Problem set.
**1)** In the passage on matter and antiparticles, transcribe everything from "If there were" down to "their antiparticle partners?".
**2)** According to the passage on matter and antiparticles, what did very delicate experiments reveal about particles and antiparticles?

Document excerpt.
If there were an equal number of particles and their antiparticles in the infant universe, as one would expect in a completely symmetrical universe, all matter would have been obliterated billions of years ago, leaving nothing but pure energy. No stars, no planets, no people—or any other solid material. So why are we here? Why haven’t all the particles disappeared along with their antiparticle partners?
The answer to this physicists’ conundrum came in 1964. In very delicate experiments, we discovered that particles and antiparticles do not behave in exactly the same way. Rather, there is a slight asymmetry in how they interact with other particles, so that immediately after the creation of the universe, particles and their antiparticles were not produced and destroyed in equal numbers. After the mass annihilations of particles with their antiparticle partners, some particles would remain, like a surplus of boys sitting on the bench at a school dance. Those remaining particles and the asymmetry that produced them is why we exist.

Study material.

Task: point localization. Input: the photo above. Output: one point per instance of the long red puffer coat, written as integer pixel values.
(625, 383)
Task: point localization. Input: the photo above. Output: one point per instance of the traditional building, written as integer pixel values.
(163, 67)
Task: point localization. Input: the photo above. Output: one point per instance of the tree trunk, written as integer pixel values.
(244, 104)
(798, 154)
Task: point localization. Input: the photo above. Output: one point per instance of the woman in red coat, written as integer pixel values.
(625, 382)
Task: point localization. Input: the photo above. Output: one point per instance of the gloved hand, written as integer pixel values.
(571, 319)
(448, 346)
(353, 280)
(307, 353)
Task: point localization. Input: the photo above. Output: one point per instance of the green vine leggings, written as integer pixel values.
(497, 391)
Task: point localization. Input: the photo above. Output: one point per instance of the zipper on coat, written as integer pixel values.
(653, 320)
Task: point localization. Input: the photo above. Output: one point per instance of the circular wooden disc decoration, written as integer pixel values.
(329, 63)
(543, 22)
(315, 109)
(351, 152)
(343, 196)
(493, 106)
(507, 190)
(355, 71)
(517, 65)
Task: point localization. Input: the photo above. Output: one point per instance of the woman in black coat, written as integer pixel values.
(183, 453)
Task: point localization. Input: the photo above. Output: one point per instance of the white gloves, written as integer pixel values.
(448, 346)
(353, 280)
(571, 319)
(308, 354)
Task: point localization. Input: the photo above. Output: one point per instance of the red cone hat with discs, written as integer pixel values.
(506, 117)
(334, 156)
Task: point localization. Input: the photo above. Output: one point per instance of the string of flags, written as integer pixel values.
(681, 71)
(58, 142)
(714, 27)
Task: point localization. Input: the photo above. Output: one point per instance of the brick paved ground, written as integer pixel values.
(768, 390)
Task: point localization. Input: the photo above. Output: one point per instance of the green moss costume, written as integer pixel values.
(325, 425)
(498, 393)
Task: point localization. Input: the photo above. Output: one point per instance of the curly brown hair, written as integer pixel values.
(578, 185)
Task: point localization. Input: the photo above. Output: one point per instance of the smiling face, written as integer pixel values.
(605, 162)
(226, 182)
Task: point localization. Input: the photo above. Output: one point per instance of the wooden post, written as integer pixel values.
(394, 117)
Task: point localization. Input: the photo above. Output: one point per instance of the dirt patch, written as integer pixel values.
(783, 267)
* * *
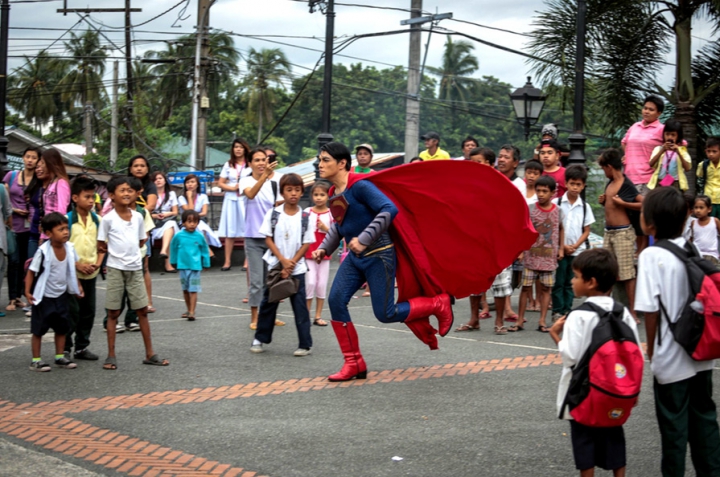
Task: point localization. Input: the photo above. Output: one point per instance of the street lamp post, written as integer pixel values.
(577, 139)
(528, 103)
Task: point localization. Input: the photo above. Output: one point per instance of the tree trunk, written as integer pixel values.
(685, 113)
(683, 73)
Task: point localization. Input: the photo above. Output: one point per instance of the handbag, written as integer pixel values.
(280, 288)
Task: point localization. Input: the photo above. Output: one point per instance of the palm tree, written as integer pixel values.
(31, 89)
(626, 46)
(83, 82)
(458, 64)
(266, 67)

Written responses.
**1)**
If there were an equal number of particles and their antiparticles in the infant universe, as one would expect in a completely symmetrical universe, all matter would have been obliterated billions of years ago, leaving nothing but pure energy. No stars, no planets, no people—or any other solid material. So why are we here? Why haven’t all the particles disappeared along with their antiparticle partners?

**2)** They showed that particles and antiparticles do not behave in exactly the same way.